§ What you have to do
Exactly reproduce the line that contains "In this exercise you will pick out the horizon" and all lines after it in the entries below, through the very last line.

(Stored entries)
◇ ◇ ◇ ◇ ◇

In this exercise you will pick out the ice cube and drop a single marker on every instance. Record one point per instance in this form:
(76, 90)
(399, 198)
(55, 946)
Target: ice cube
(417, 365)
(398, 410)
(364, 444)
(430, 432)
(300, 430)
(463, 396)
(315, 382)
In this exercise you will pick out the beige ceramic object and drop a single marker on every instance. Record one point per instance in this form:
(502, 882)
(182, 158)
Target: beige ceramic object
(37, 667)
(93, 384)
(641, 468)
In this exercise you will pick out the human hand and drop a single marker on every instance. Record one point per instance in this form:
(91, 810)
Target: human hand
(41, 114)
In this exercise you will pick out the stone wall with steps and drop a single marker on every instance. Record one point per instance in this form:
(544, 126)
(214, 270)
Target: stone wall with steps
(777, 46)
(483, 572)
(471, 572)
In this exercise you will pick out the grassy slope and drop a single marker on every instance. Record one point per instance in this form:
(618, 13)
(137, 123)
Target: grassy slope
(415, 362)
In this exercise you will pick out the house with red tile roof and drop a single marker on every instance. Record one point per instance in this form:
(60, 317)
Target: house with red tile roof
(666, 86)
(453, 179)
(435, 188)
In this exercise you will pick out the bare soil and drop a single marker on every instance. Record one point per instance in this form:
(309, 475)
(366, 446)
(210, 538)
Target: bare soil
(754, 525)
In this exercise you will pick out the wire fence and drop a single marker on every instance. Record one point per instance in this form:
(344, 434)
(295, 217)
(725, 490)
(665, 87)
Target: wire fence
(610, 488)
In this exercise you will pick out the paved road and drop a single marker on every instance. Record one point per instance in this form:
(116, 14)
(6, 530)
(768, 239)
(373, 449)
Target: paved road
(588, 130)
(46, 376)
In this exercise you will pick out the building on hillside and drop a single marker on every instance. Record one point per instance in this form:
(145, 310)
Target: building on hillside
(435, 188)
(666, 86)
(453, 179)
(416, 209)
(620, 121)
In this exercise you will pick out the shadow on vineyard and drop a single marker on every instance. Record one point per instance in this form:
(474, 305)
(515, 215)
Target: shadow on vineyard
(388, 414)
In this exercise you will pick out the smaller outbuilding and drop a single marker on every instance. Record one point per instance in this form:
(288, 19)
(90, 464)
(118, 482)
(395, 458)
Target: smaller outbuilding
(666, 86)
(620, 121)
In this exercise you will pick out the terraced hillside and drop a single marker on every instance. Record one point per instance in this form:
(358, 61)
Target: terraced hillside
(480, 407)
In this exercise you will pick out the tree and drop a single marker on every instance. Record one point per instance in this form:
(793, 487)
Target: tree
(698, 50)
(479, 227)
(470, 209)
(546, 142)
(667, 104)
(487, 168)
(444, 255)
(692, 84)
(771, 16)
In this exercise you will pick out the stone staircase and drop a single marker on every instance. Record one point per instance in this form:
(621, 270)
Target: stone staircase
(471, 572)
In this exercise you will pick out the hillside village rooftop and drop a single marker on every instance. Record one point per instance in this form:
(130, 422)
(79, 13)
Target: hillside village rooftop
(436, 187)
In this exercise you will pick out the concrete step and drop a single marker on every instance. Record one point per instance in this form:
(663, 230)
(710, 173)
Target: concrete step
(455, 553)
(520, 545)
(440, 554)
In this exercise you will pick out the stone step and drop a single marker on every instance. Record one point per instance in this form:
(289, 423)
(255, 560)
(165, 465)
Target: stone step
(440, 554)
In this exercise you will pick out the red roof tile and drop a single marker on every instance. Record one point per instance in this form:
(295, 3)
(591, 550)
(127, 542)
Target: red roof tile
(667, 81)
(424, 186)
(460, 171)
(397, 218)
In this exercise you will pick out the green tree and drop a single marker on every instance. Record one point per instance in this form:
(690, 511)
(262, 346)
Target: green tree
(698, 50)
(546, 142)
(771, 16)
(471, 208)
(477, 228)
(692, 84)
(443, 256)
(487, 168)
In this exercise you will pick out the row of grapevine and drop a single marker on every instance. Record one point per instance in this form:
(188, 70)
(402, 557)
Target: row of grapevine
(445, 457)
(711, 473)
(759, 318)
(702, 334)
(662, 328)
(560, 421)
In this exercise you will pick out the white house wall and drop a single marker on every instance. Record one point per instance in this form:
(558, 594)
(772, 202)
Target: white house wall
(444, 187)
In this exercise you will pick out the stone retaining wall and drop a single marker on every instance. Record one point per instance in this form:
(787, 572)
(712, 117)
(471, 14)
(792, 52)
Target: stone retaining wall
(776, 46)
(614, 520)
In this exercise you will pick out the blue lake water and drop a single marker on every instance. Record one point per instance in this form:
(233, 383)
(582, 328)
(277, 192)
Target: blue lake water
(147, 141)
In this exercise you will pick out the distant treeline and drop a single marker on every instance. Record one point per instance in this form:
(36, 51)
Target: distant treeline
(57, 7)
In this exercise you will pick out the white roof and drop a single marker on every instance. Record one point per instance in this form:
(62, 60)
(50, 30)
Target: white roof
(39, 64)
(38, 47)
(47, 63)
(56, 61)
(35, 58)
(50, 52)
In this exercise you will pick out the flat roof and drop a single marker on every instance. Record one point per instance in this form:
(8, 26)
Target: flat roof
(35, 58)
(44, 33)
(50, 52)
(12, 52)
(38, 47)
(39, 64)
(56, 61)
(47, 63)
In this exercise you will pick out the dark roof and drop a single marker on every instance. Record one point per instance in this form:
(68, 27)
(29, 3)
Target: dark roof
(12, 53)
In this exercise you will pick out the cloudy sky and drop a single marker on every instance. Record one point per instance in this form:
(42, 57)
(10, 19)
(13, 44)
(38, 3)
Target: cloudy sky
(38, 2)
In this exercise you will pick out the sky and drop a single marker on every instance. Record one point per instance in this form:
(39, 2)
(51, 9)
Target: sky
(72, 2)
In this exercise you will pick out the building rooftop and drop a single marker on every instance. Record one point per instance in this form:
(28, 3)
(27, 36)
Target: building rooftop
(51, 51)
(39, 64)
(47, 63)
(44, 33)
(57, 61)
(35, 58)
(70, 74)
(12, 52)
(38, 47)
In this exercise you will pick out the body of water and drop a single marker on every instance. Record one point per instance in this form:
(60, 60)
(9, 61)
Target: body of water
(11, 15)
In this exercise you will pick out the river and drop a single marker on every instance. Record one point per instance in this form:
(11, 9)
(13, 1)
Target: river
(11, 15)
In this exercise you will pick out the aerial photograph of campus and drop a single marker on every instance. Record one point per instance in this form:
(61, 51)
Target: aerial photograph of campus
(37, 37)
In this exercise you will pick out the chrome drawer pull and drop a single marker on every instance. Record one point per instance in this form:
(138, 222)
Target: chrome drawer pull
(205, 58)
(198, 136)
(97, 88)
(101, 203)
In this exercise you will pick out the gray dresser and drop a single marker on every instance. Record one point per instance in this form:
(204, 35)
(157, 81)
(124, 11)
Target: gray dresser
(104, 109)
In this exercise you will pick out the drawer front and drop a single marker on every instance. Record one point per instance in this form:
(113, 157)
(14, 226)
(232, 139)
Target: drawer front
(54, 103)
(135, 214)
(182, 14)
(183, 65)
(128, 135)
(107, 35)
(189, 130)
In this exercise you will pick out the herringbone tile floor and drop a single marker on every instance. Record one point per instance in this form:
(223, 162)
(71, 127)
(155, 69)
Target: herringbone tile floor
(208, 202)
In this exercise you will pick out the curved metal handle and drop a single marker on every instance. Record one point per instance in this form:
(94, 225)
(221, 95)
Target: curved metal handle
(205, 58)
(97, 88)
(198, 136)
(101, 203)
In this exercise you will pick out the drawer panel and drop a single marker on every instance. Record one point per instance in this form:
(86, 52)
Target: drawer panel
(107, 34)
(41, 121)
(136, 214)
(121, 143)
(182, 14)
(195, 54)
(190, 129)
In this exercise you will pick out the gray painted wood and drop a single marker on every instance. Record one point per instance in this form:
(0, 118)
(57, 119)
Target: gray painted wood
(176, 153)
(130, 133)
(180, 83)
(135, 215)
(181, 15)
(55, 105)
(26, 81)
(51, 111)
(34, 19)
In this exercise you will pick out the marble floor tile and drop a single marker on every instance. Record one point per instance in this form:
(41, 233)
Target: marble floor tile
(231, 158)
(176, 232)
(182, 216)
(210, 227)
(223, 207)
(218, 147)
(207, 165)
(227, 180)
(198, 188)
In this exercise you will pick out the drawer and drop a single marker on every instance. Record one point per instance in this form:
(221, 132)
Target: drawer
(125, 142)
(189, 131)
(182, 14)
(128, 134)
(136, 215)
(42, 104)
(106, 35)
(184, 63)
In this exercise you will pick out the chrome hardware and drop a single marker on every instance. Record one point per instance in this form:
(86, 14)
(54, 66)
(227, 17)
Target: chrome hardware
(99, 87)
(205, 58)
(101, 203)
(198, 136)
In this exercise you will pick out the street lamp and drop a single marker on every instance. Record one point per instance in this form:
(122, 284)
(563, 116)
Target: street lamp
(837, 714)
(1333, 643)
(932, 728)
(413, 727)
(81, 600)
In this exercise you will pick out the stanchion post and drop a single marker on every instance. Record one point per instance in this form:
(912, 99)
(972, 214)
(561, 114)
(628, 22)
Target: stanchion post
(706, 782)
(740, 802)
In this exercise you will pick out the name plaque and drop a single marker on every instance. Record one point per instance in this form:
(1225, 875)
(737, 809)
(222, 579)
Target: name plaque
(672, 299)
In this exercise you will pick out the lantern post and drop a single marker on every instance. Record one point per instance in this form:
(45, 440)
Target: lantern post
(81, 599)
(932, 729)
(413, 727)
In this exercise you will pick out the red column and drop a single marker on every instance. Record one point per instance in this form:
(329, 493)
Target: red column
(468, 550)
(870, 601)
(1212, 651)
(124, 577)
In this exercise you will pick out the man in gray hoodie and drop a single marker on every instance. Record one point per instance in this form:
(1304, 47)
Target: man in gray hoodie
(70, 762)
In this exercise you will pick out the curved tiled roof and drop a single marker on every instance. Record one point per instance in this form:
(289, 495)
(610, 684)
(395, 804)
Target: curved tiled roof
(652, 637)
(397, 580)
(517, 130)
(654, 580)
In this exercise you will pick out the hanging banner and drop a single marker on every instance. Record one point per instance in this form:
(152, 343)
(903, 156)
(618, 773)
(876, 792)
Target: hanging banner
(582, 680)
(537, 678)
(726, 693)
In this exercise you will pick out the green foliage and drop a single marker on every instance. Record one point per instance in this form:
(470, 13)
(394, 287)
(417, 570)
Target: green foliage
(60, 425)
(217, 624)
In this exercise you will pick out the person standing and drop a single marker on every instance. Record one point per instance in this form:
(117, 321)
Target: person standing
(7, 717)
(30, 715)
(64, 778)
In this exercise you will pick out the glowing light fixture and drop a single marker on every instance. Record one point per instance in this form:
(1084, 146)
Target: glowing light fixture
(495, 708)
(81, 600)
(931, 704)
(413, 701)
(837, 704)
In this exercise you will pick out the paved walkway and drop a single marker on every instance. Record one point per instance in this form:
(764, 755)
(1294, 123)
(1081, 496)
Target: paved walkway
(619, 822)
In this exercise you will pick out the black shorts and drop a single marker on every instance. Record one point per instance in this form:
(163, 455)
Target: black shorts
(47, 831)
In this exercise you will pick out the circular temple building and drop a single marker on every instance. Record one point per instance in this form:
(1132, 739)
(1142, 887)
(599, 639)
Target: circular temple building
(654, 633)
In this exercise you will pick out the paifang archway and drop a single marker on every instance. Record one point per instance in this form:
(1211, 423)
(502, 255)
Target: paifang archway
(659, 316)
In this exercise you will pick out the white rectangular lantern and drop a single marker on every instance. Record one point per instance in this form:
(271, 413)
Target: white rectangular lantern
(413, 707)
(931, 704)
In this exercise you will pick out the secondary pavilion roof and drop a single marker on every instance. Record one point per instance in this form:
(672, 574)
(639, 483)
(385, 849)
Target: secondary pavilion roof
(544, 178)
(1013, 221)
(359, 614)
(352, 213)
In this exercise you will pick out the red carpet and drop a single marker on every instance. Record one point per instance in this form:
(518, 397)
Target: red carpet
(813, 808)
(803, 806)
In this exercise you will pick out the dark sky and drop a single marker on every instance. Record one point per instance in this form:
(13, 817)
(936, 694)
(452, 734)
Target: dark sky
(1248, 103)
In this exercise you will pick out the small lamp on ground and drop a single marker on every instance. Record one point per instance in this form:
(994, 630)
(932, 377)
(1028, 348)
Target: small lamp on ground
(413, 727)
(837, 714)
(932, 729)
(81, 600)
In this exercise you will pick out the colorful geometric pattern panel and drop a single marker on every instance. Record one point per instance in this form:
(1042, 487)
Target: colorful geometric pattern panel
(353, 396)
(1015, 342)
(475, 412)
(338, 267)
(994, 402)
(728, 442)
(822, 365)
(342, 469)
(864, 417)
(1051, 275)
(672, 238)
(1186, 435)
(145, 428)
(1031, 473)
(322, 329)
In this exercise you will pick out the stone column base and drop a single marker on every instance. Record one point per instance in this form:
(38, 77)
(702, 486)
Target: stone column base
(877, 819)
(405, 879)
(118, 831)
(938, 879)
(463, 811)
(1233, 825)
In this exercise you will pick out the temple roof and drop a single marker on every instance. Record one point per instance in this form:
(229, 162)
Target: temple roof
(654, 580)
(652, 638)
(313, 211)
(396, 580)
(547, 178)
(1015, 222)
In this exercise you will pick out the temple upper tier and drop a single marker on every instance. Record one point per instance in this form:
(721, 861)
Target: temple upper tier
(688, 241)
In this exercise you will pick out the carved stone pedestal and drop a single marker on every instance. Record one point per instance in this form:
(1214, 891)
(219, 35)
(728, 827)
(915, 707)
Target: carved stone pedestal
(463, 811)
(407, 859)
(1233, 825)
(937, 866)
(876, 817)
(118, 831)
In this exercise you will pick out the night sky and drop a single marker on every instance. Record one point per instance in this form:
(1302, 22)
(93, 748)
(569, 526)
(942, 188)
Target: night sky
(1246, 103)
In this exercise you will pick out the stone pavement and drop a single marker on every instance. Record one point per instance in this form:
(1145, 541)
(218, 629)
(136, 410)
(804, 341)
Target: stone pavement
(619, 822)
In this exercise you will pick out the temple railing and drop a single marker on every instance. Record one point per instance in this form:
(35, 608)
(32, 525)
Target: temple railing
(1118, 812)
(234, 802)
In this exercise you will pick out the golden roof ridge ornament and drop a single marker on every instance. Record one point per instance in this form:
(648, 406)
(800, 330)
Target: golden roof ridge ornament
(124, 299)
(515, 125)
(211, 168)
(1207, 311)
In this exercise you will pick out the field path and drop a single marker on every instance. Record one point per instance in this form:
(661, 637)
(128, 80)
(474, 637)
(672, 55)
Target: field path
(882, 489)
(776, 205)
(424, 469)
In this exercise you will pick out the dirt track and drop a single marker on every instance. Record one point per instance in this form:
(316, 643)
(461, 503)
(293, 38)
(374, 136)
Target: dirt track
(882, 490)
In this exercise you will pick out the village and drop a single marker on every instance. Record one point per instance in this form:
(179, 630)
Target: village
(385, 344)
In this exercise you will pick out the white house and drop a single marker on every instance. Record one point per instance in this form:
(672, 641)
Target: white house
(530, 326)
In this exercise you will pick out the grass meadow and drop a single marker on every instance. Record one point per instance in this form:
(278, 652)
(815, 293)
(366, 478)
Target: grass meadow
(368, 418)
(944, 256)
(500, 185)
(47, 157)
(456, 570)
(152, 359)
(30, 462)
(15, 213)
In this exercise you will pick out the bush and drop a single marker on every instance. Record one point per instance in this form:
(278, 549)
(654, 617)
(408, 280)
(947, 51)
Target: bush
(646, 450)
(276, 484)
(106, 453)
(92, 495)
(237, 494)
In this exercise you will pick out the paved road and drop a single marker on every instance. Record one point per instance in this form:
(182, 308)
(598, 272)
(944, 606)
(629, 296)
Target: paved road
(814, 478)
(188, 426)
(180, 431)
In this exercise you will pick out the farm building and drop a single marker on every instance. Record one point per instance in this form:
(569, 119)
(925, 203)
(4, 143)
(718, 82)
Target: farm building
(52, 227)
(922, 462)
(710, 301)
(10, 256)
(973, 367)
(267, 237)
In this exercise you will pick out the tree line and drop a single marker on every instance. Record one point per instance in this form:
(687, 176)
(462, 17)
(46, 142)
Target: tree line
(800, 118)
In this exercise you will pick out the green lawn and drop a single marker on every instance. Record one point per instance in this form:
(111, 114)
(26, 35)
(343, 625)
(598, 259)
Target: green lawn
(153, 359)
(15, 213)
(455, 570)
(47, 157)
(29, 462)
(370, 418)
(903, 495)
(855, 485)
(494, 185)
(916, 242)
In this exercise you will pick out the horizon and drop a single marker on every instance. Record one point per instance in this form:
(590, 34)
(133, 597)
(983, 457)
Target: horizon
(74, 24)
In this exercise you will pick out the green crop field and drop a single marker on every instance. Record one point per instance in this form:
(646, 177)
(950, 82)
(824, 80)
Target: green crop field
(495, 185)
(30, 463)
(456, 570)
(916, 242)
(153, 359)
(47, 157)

◇ ◇ ◇ ◇ ◇

§ Solution to this task
In this exercise you will pick out the horizon and drop a single marker on every instance. Record one point per instance in this form:
(590, 34)
(133, 597)
(983, 457)
Target: horizon
(74, 24)
In this exercise you will pick out the green crop field and drop a single marker on every instance. Record one point per instance in this form:
(646, 177)
(950, 82)
(824, 80)
Target: green crop field
(495, 185)
(30, 463)
(456, 570)
(916, 242)
(153, 359)
(47, 157)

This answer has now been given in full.